Kutipan →
################

Pergerakan Mahasiswa Islam Indonesia atau yang
disingkat dengan PMII adalah sebuah organisasi kemahasiswaan yang berdiri pada tanggal 17 April tahun 1960 di Surabaya.
Adapun ketua umum
pertama PMII bernama
Mahbub Djunaedi. Pergerakan
Mahasiswa Islam Indonesia (PMII) merupakan salah satu wadah mahasiswa yang
terus bercita-cita mewujudkan Indonesia ke depan menjadi lebih baik. Pendirian
PMII dimotori oleh kalangan muda NU (meskipun di kemudian hari dengan dicetuskannya Deklarasi
Murnajati 14
Juli 1972, PMII
menyatakan sikap independen dari lembaga NU.
Latar belakang pembentukan PMII
Pergerakan Mahasiswa Islam Indonesia
(PMII) merupakan pergerakan yang lahir karena suatu kebutuhan dalam menjawab
tantangan zaman. Berdirinya organisasi Pergerakan Mahasiswa Islam Indonesia
bermula dengan adanya hasrat kuat para mahasiswa NU untuk mendirikan organisasi
mahasiswa yang berideologi Ahlusssunnah wal Jama’ah. Dibawah ini adalah
beberapa hal yang dapat dikatakan sebagai penyebab berdirinya PMII:
- Carut marutnya situasi politik
bangsa indonesia dalam kurun waktu 1950-1959.
- Tidak menentunya sistem
pemerintahan dan perundang-undangan yang ada.
- Pisahnya NU dari Masyumi.
- Tidak enjoynya lagi mahasiswa
NU yang tergabung di HMI karena tidak terakomodasinya dan terpinggirkannya
mahasiswa NU.
- Kedekatan HMI dengan salah satu
parpol yang ada (Masyumi) yang nota bene HMI adalah underbouw-nya.
Hal-hal tersebut diatas menimbulkan
kegelisahan dan keinginan yang kuat dikalangan intelektual-intelektual muda NU
untuk mendirikan organisasi sendiri sebagai wahana penyaluran aspirasi dan
pengembangan potensi mahasiswa-mahsiswa yang berkultur NU. Disamping itu juga
ada hasrat yang kuat dari kalangan mahsiswa NU untuk mendirikan organisasi
mahasiswa yang berideologi Ahlussunnah Wal Jama’ah.
Organisasi-organisasi pendahulu
Di Jakarta pada bulan Desember 1955,
berdirilah Ikatan Mahasiswa Nahdlatul Ulama (IMANU) yang dipelopori oleh Wa’il
Harits Sugianto.Sedangkan di Surakarta berdiri KMNU (Keluarga Mahasiswa
Nahdhatul Ulama) yang dipelopori oleh Mustahal Ahmad. Namun keberadaan kedua
organisasi mahasiswa tersebut tidak direstui bahkan ditentang oleh Pimpinan
Pusat IPNU dan PBNU dengan alasan IPNU baru saja berdiri dua tahun sebelumnya
yakni tanggal 24 Februari 1954 di Semarang. IPNU punya kekhawatiran jika IMANU
dan KMNU akan memperlemah eksistensi IPNU.

################

Catatan yang Ditampilkan →
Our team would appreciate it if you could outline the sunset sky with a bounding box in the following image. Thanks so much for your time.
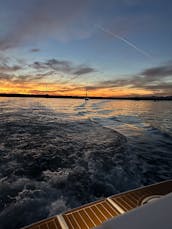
[0,0,172,96]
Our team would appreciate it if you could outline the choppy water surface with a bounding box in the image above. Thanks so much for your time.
[0,98,172,229]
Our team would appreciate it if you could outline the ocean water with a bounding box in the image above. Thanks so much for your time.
[0,98,172,229]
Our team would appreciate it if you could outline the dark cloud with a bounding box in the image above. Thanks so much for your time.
[31,59,95,78]
[0,0,91,50]
[30,48,40,52]
[74,66,95,76]
[0,64,22,72]
[141,62,172,79]
[87,62,172,95]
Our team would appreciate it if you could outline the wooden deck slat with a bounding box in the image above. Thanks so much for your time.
[48,221,56,229]
[73,212,89,229]
[23,181,172,229]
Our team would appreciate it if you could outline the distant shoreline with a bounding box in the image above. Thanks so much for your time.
[0,94,172,101]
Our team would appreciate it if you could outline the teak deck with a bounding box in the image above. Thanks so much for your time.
[23,180,172,229]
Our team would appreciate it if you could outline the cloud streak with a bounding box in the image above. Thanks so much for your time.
[31,59,96,76]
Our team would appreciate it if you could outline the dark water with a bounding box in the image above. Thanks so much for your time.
[0,98,172,229]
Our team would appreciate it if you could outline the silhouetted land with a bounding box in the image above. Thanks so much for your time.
[0,94,172,101]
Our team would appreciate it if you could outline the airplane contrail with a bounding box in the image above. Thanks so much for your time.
[95,25,152,58]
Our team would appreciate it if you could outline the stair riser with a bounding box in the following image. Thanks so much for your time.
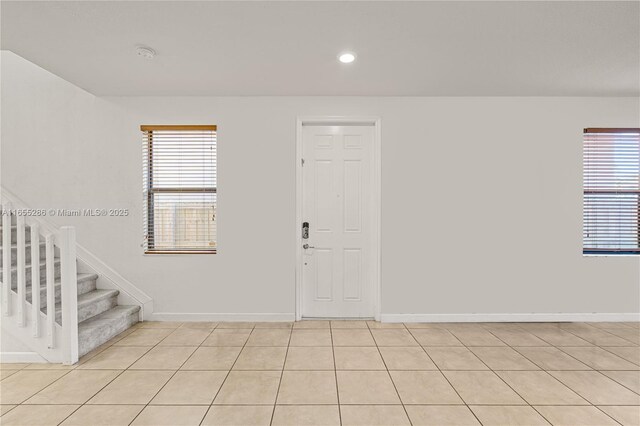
[78,312,139,356]
[24,280,96,309]
[0,262,60,288]
[56,296,118,324]
[0,243,47,268]
[0,226,31,244]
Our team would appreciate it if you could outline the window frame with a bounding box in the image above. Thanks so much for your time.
[140,124,218,255]
[582,127,640,256]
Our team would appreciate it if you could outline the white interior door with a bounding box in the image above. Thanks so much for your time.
[300,125,377,318]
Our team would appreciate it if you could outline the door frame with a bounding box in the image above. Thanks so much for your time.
[295,116,382,321]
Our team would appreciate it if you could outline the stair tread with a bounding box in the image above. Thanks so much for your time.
[22,273,98,294]
[78,305,140,334]
[5,257,60,272]
[56,289,120,312]
[0,240,47,250]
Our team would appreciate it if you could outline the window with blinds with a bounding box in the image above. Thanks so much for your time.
[140,125,217,253]
[583,128,640,254]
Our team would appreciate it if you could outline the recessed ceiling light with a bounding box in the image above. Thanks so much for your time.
[338,52,356,64]
[136,46,156,59]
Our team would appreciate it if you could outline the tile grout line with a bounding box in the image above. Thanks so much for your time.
[268,326,293,425]
[367,324,418,425]
[329,321,342,426]
[194,322,255,425]
[482,327,591,425]
[58,340,159,425]
[407,327,482,425]
[125,323,218,425]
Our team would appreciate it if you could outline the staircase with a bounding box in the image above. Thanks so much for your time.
[0,210,140,364]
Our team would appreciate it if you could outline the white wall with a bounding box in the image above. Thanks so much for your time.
[1,54,640,320]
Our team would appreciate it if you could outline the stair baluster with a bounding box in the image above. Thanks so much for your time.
[2,203,13,317]
[15,215,25,327]
[59,226,78,365]
[31,223,40,337]
[45,234,56,349]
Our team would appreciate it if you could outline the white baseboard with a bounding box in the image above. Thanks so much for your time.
[0,352,48,364]
[380,313,640,322]
[147,312,296,322]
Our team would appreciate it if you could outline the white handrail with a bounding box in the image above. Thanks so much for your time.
[16,215,25,327]
[59,226,78,365]
[2,203,13,316]
[0,193,86,365]
[45,234,56,349]
[31,223,40,337]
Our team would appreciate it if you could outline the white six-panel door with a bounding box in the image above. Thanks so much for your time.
[300,125,377,318]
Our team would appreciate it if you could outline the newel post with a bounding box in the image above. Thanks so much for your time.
[59,226,78,365]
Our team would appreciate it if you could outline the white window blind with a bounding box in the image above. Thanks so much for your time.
[583,128,640,254]
[140,125,217,253]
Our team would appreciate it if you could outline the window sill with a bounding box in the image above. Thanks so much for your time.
[582,253,640,257]
[144,249,218,255]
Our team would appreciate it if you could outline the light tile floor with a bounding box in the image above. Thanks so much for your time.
[0,321,640,426]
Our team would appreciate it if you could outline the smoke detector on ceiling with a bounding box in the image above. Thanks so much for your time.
[136,46,156,59]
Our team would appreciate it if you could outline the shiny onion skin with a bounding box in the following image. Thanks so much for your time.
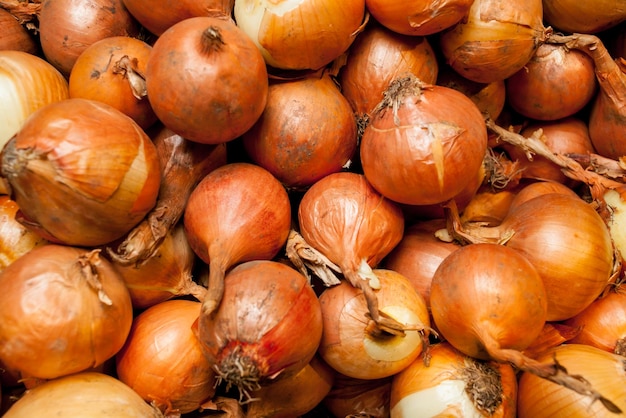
[517,344,626,418]
[242,72,357,189]
[298,172,404,334]
[390,341,517,418]
[365,0,473,36]
[146,16,268,144]
[183,162,291,316]
[115,299,216,415]
[0,50,70,148]
[318,269,430,379]
[197,260,322,399]
[506,44,598,121]
[360,75,487,205]
[0,244,133,379]
[233,0,367,70]
[1,99,161,246]
[69,36,157,129]
[123,0,235,36]
[38,0,140,78]
[439,0,545,83]
[339,20,439,123]
[3,372,163,418]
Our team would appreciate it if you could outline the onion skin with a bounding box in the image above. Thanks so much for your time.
[1,99,161,246]
[4,372,163,418]
[116,299,216,414]
[0,244,133,379]
[517,344,626,418]
[0,50,69,147]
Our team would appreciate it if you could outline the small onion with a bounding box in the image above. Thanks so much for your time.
[197,260,322,400]
[234,0,367,70]
[1,99,161,246]
[115,299,216,416]
[0,244,133,379]
[318,269,430,379]
[4,372,163,418]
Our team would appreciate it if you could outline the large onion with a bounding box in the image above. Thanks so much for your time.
[1,99,161,246]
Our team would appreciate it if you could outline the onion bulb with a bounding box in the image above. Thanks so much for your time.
[0,244,133,379]
[1,99,161,246]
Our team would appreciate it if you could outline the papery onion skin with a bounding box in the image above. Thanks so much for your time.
[146,16,268,144]
[116,299,216,414]
[233,0,366,70]
[4,372,163,418]
[1,99,161,246]
[517,344,626,418]
[0,50,69,148]
[0,244,133,379]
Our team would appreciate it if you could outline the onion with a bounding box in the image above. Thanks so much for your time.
[565,287,626,356]
[1,99,161,246]
[246,356,335,418]
[0,51,69,148]
[318,269,430,379]
[69,36,157,129]
[146,16,268,144]
[124,0,235,36]
[234,0,367,70]
[440,0,545,83]
[242,72,357,189]
[517,344,626,418]
[116,300,216,416]
[365,0,473,36]
[506,44,597,120]
[197,260,322,400]
[184,162,291,316]
[298,172,404,333]
[38,0,140,77]
[339,20,439,125]
[390,341,517,418]
[0,244,133,379]
[4,372,163,418]
[430,243,611,408]
[360,75,487,205]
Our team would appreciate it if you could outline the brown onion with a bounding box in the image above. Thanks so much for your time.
[0,244,133,379]
[1,99,161,246]
[318,269,430,379]
[242,72,357,189]
[197,260,322,400]
[440,0,545,83]
[115,299,216,416]
[146,16,268,144]
[38,0,139,77]
[184,162,291,316]
[360,75,487,205]
[4,372,163,418]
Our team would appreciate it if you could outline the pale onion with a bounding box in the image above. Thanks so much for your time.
[0,244,133,379]
[234,0,367,70]
[517,344,626,418]
[1,98,161,246]
[115,299,216,416]
[0,50,69,148]
[318,269,430,379]
[4,372,163,418]
[390,341,517,418]
[440,0,545,83]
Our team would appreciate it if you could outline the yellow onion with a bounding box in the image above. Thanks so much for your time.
[517,344,626,418]
[4,372,163,418]
[390,341,517,418]
[234,0,365,70]
[0,50,69,148]
[1,99,161,246]
[440,0,545,83]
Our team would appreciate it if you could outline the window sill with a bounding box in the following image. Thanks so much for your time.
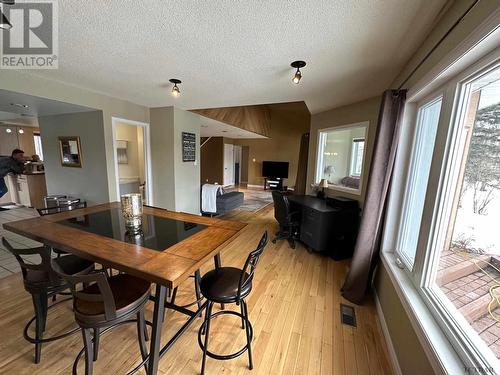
[381,252,464,375]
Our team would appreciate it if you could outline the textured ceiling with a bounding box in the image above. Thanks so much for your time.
[25,0,445,113]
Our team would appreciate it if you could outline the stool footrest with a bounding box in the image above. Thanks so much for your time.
[198,310,253,361]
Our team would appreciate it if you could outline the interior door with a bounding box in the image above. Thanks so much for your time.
[223,144,234,186]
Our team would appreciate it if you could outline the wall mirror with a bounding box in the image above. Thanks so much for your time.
[59,137,82,168]
[315,121,369,195]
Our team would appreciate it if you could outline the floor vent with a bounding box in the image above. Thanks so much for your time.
[340,303,356,327]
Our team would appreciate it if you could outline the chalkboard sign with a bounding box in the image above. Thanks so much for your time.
[182,132,196,161]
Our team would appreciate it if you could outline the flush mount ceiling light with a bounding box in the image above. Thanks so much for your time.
[290,60,306,85]
[0,9,12,30]
[169,78,182,98]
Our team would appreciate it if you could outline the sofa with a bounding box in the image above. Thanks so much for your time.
[202,189,245,215]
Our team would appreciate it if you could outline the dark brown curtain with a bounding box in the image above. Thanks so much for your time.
[295,133,309,194]
[342,90,406,304]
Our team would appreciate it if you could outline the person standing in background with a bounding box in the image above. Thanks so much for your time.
[0,148,24,211]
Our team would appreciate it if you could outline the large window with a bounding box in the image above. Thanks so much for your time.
[390,59,500,374]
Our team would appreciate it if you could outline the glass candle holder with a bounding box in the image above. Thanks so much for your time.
[121,194,142,233]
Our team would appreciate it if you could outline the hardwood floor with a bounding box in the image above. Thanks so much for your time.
[0,206,392,375]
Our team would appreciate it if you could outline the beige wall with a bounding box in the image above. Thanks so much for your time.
[38,111,109,205]
[150,107,201,214]
[200,137,224,185]
[307,97,381,205]
[232,109,310,187]
[0,69,149,201]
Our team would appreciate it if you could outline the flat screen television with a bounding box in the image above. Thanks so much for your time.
[262,161,288,178]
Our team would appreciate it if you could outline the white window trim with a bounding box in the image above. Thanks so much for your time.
[349,137,366,177]
[381,8,500,374]
[314,121,370,195]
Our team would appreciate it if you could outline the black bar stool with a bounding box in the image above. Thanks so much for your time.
[52,262,151,375]
[198,231,267,375]
[2,238,94,363]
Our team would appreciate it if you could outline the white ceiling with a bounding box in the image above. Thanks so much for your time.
[200,117,266,138]
[23,0,446,113]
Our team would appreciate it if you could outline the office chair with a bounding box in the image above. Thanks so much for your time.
[272,190,300,249]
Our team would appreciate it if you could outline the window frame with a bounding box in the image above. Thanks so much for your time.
[349,137,366,178]
[382,48,500,374]
[314,120,370,195]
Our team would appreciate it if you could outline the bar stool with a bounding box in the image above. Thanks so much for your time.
[52,262,151,375]
[2,238,94,363]
[198,231,267,375]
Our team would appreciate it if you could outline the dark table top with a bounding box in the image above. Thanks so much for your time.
[288,195,339,212]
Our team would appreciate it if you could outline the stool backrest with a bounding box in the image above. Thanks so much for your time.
[36,202,87,216]
[238,230,267,299]
[2,237,57,281]
[271,190,290,226]
[52,261,116,320]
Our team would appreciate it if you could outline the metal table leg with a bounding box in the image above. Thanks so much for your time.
[148,284,167,375]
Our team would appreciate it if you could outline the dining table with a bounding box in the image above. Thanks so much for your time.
[3,202,246,375]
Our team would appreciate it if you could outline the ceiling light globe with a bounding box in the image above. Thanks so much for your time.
[292,71,302,85]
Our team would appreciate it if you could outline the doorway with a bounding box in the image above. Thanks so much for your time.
[112,118,153,205]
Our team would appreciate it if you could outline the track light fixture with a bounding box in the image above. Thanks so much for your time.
[290,60,306,85]
[0,9,12,30]
[169,78,182,98]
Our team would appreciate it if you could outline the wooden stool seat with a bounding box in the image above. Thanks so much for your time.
[200,267,252,303]
[74,274,151,321]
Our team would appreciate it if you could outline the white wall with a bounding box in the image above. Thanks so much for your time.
[38,111,109,205]
[174,108,201,214]
[149,107,175,210]
[116,123,144,182]
[150,107,201,214]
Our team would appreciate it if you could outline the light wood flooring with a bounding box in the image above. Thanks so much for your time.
[0,205,392,375]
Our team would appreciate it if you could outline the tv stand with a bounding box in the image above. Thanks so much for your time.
[264,177,284,191]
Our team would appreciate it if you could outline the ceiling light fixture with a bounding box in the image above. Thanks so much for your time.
[10,103,29,108]
[169,78,182,98]
[290,60,306,85]
[0,9,12,30]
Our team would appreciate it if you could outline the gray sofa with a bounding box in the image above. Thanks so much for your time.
[202,191,245,215]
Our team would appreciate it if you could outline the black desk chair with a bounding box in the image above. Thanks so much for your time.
[198,231,267,375]
[2,238,94,363]
[272,190,300,249]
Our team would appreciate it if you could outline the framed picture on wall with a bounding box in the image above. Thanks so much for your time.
[59,137,82,168]
[182,132,196,162]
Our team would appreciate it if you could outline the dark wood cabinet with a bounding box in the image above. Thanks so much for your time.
[288,195,359,260]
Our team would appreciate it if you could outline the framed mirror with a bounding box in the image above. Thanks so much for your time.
[315,121,369,195]
[59,137,82,168]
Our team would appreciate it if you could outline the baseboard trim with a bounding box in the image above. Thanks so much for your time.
[373,289,403,375]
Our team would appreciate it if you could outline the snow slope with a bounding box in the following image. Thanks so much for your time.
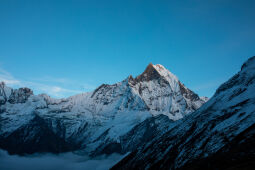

################

Soal Singkat A → Menurut kutipan tentang PMII, siapa nama ketua umum pertama organisasi itu?
Soal Singkat B → Tuliskan lanjutan kutipan tentang sejarah PMII, dimulai setelah kalimat terakhirnya.
Catatan di atas adalah bahan tersendiri yang tidak ada hubungannya dengan kutipan.

Hasil Latihan A → Mahbub Djunaedi.

Hasil Latihan B →
Gagasan pendirian organisasi
mahasiswa NU muncul kembali pada Muktamar II IPNU di Pekalongan (1-5 Januari
1957). Gagasan ini pun kembali ditentang karena dianggap akan menjadi pesaing
bagi IPNU. Sebagai langkah kompromis atas pertentangan tersebut, maka pada
muktamar III IPNU di Cirebon (27-31 Desember 1958) dibentuk Departemen
Perguruan Tinggi IPNU yang diketuai oleh Isma’il Makki (Yogyakarta). Namun
dalam perjalanannya antara IPNU dan Departemen PT-nya selalu terjadi
ketimpangan dalam pelaksanaan program organisasi. Hal ini disebabkan oleh
perbedaan cara pandang yang diterapkan oleh mahasiswa dan dengan pelajar yang menjadi
pimpinan pusat IPNU. Disamping itu para mahasiswa pun tidak bebas dalam
melakukan sikap politik karena selalu diawasi oleh PP IPNU.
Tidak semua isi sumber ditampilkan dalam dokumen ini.